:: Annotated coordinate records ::
## Start
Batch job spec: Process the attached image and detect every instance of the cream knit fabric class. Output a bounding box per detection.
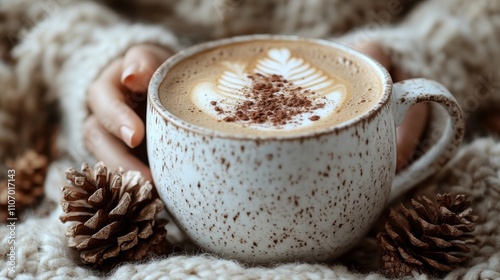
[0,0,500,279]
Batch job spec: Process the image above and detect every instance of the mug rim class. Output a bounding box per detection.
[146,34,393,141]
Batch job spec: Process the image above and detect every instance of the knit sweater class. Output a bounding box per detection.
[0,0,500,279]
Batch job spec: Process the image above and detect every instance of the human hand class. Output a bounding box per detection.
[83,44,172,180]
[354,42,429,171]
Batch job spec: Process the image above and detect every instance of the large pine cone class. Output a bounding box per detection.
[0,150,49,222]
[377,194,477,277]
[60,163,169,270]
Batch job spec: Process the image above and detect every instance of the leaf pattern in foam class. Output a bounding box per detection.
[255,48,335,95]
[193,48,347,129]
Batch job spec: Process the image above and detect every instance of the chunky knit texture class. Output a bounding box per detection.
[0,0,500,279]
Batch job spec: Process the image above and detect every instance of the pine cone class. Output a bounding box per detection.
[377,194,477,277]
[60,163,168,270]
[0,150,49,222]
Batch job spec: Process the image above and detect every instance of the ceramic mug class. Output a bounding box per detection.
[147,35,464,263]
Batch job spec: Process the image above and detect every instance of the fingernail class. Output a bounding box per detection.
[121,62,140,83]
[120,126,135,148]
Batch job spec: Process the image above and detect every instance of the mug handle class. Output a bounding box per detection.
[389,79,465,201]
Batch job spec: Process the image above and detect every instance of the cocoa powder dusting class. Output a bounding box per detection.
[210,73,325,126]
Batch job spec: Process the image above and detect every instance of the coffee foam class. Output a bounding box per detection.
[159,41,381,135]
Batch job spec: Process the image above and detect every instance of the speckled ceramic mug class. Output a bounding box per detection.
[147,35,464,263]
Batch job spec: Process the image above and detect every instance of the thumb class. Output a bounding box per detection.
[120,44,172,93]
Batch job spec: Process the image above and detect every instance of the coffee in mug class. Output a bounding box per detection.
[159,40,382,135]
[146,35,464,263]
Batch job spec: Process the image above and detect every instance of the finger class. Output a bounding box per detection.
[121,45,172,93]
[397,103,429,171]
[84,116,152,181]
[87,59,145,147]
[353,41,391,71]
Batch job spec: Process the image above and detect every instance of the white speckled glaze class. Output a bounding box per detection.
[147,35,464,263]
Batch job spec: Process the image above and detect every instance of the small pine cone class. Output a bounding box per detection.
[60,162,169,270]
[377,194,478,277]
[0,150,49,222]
## End
## Start
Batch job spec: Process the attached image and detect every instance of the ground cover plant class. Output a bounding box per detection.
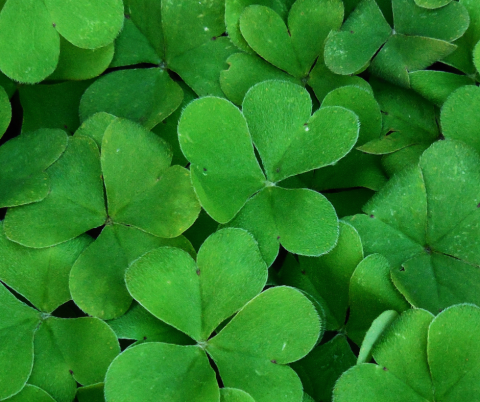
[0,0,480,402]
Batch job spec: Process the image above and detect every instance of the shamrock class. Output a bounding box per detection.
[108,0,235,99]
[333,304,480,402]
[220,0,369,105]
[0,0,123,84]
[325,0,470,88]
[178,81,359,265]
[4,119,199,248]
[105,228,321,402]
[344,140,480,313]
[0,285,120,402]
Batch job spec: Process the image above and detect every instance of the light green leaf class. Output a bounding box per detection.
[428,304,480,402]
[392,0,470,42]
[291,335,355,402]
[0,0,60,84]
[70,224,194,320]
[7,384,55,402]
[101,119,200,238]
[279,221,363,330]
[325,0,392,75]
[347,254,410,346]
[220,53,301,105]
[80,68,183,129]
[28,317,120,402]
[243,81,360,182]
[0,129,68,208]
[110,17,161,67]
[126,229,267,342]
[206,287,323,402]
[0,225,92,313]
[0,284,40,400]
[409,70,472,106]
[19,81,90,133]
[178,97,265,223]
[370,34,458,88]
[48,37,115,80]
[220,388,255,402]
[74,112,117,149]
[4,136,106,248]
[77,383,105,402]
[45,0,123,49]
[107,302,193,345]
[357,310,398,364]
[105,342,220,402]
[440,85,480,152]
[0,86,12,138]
## End
:: TASK DETAILS ::
Retype the data word for word, from the line containing "fabric class. Output a bounding box per detection." through the line containing "[146,34,393,141]", including both of those lines. Leave the pictures out.

:: RESULT ::
Batch job spec: Process the attached image and detect every instance of the cream knit fabric class. Output a bounding box per detection.
[0,0,500,279]
Batch job spec: Process the image above and detect every instance of the mug rim class. Output a bounding box per detection.
[146,34,393,141]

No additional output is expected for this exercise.